> Your goal
What you should end up with is an exact copy of the lines from the one holding "Point out the leafy" through the last line of the entries below, both included, and nothing else; leave every picture out.

(Referring expression pointing data)
● ● ● ●

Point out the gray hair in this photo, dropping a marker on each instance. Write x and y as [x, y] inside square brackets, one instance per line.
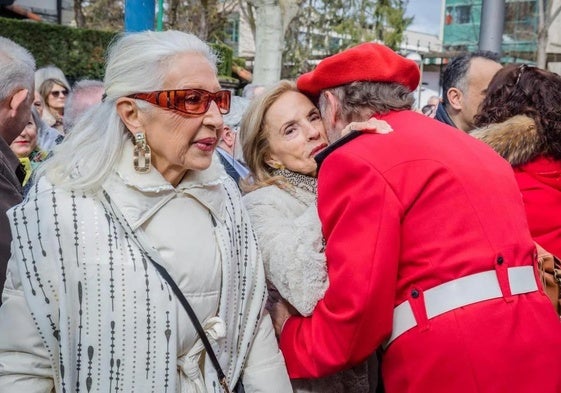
[249, 90]
[17, 65]
[84, 94]
[136, 62]
[359, 100]
[455, 73]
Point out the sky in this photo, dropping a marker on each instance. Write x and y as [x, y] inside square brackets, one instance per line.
[427, 15]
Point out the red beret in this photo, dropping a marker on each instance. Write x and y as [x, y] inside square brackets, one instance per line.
[368, 62]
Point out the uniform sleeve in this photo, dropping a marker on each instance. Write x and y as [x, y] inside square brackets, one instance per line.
[361, 222]
[292, 250]
[24, 362]
[265, 370]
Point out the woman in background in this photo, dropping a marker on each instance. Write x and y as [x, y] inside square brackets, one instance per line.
[281, 132]
[54, 93]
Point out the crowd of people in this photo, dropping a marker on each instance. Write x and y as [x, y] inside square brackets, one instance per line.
[319, 235]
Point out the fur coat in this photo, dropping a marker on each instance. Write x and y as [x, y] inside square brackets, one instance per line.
[519, 141]
[289, 234]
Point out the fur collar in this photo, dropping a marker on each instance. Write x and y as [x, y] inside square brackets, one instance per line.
[517, 139]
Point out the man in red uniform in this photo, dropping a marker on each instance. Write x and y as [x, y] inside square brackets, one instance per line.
[428, 249]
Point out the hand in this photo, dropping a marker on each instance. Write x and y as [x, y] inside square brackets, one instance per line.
[372, 126]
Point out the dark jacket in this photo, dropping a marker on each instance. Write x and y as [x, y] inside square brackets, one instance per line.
[538, 174]
[11, 176]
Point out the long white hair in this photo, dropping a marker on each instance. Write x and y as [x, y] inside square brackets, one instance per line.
[137, 62]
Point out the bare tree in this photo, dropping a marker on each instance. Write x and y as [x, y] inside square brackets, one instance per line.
[546, 16]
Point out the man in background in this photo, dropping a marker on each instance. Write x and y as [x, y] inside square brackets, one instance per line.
[16, 98]
[426, 257]
[464, 84]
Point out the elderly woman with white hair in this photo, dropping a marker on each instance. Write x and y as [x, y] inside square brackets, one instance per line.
[132, 217]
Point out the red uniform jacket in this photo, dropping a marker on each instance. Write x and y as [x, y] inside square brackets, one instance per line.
[407, 211]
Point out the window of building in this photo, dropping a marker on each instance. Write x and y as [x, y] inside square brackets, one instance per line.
[521, 20]
[463, 14]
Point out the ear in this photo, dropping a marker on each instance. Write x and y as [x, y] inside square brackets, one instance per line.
[17, 100]
[455, 96]
[129, 113]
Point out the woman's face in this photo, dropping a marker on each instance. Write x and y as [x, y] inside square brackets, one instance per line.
[182, 142]
[57, 97]
[24, 144]
[295, 133]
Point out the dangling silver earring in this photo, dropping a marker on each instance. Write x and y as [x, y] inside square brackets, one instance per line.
[142, 153]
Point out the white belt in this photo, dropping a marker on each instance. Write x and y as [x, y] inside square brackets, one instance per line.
[463, 292]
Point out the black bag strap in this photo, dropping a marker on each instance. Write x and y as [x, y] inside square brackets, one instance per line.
[185, 303]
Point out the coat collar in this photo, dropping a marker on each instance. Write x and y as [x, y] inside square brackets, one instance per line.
[517, 139]
[140, 195]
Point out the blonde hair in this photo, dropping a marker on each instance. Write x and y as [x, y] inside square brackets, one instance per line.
[75, 164]
[253, 137]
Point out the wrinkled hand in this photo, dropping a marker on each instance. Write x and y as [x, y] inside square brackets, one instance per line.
[280, 312]
[372, 126]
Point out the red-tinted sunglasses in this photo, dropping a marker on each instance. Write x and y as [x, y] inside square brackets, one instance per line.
[189, 101]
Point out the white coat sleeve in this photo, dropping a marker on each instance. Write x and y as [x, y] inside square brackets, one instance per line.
[24, 361]
[265, 371]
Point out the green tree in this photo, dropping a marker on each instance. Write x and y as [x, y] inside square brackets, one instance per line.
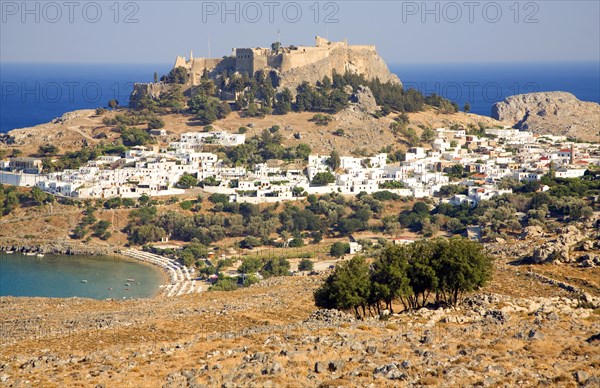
[461, 266]
[334, 160]
[348, 288]
[187, 181]
[276, 267]
[323, 178]
[250, 265]
[38, 196]
[389, 278]
[339, 249]
[305, 265]
[427, 135]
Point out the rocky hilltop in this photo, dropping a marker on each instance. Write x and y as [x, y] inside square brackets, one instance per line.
[556, 113]
[289, 66]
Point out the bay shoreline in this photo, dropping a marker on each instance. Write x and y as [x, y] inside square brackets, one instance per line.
[65, 248]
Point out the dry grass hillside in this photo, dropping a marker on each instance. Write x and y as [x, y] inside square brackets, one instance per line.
[272, 335]
[362, 131]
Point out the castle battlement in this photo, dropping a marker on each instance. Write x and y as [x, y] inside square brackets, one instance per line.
[328, 56]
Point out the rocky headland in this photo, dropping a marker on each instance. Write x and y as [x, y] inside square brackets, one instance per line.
[555, 113]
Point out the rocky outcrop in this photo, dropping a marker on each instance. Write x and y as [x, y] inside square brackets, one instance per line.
[559, 249]
[556, 113]
[364, 100]
[153, 90]
[361, 60]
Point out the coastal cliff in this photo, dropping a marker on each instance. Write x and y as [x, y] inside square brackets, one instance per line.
[556, 113]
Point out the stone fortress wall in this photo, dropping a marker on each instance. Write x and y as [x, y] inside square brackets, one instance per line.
[294, 64]
[338, 56]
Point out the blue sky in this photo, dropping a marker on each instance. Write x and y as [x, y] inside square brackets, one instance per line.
[404, 31]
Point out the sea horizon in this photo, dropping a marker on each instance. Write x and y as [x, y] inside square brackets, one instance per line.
[30, 97]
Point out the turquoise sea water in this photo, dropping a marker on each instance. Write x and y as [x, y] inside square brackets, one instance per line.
[59, 276]
[31, 94]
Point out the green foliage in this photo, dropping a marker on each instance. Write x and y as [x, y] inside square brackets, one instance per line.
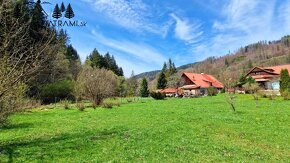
[211, 91]
[57, 91]
[157, 95]
[251, 88]
[162, 81]
[227, 62]
[69, 12]
[81, 106]
[144, 92]
[132, 85]
[284, 81]
[65, 104]
[95, 59]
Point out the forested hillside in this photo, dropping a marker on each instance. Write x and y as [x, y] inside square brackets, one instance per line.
[233, 65]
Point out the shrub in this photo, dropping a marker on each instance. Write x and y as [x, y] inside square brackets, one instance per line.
[108, 105]
[57, 91]
[65, 104]
[285, 95]
[251, 88]
[223, 90]
[96, 84]
[272, 96]
[129, 100]
[81, 106]
[211, 91]
[158, 95]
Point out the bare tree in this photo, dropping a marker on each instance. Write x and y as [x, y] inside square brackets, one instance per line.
[20, 57]
[96, 84]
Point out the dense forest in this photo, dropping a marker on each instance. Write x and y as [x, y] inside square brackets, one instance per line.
[233, 65]
[38, 63]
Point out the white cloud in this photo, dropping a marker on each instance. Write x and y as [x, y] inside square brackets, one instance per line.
[245, 22]
[140, 51]
[186, 31]
[132, 15]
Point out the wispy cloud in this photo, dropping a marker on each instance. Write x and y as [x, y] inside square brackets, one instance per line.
[244, 22]
[132, 15]
[187, 31]
[140, 51]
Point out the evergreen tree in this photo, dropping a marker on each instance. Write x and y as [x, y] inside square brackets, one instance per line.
[132, 85]
[227, 62]
[164, 67]
[69, 12]
[62, 7]
[174, 70]
[144, 92]
[71, 53]
[120, 73]
[56, 12]
[284, 80]
[162, 81]
[250, 64]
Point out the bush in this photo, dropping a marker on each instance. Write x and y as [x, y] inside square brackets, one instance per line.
[57, 91]
[96, 84]
[158, 95]
[81, 106]
[285, 95]
[223, 90]
[211, 91]
[108, 105]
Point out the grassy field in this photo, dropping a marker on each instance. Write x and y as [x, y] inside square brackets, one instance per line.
[174, 130]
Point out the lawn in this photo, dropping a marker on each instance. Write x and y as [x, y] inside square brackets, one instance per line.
[174, 130]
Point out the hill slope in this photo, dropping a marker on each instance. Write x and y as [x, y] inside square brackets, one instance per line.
[231, 66]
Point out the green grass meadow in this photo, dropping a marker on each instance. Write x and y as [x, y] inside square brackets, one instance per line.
[174, 130]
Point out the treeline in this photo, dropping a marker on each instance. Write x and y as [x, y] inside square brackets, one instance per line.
[229, 68]
[37, 62]
[95, 59]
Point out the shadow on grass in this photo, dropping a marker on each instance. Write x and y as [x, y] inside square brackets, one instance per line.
[47, 144]
[16, 126]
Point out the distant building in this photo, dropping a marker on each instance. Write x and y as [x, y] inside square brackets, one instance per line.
[169, 92]
[197, 84]
[268, 77]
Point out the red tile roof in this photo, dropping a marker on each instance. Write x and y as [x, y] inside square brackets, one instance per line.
[277, 69]
[203, 80]
[168, 90]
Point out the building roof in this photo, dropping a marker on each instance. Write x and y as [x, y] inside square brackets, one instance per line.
[203, 80]
[190, 86]
[277, 69]
[168, 90]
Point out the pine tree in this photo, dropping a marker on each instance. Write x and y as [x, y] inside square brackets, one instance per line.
[62, 7]
[161, 82]
[284, 80]
[120, 72]
[56, 12]
[132, 85]
[164, 68]
[69, 12]
[227, 62]
[144, 92]
[71, 53]
[250, 64]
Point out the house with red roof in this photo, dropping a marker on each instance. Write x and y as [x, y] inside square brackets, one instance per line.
[197, 84]
[169, 92]
[268, 77]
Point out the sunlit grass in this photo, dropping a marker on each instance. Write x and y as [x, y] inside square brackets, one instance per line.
[173, 130]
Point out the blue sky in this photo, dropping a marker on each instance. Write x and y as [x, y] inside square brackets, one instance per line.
[142, 34]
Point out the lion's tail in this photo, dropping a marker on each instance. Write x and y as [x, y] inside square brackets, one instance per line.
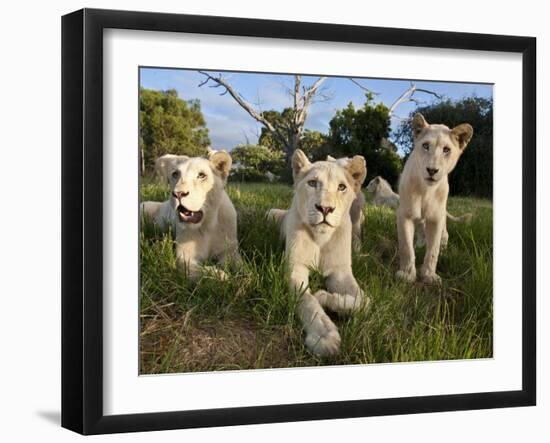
[461, 219]
[276, 215]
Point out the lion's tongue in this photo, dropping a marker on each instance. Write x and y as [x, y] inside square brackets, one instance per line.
[190, 216]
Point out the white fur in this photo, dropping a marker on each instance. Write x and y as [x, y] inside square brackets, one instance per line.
[311, 243]
[423, 197]
[200, 185]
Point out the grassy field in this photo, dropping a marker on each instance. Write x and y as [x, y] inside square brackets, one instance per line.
[250, 322]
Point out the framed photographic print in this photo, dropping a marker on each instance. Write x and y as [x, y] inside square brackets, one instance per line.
[269, 221]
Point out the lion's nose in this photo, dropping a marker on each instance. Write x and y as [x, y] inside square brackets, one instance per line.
[432, 171]
[324, 209]
[180, 194]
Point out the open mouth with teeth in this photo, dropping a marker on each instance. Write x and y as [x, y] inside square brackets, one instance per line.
[324, 222]
[188, 216]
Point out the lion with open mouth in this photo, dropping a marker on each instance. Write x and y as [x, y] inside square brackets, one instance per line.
[202, 216]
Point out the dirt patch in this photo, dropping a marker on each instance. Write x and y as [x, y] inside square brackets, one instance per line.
[180, 344]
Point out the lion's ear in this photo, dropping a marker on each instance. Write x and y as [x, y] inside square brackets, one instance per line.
[463, 134]
[419, 123]
[300, 163]
[221, 163]
[357, 168]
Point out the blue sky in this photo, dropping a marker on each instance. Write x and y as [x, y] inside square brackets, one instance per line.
[229, 125]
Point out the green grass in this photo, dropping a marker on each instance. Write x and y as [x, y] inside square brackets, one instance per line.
[249, 321]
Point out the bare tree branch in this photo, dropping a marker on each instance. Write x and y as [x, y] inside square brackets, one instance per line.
[220, 81]
[408, 96]
[288, 133]
[364, 88]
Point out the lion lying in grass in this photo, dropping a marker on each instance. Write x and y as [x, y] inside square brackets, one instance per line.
[423, 191]
[318, 230]
[203, 219]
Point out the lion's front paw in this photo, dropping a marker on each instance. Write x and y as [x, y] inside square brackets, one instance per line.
[324, 342]
[408, 276]
[431, 278]
[214, 272]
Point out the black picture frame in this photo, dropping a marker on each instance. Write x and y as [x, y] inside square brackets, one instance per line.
[82, 219]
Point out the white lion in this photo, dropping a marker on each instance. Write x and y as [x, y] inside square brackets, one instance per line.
[423, 190]
[383, 195]
[356, 210]
[202, 216]
[317, 230]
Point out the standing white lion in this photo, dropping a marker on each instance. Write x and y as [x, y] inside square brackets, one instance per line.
[423, 191]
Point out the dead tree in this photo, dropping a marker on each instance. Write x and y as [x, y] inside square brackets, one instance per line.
[408, 96]
[288, 133]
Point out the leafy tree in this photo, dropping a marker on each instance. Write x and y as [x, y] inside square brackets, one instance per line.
[364, 131]
[169, 125]
[473, 174]
[251, 162]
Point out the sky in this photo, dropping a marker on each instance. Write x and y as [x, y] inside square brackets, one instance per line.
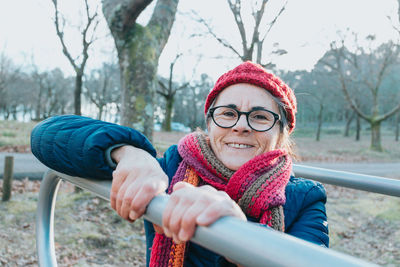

● ● ● ●

> Exercise result
Point out the leafy tree in this photo, dropping a marker on each instance. Write x and y as [x, y] inside square brackets, one instance per line.
[364, 131]
[169, 125]
[473, 174]
[251, 162]
Point out the sky in this photo, dropping a marker on each instance. Write x and y as [x, y] inside square brackets, one instance per line.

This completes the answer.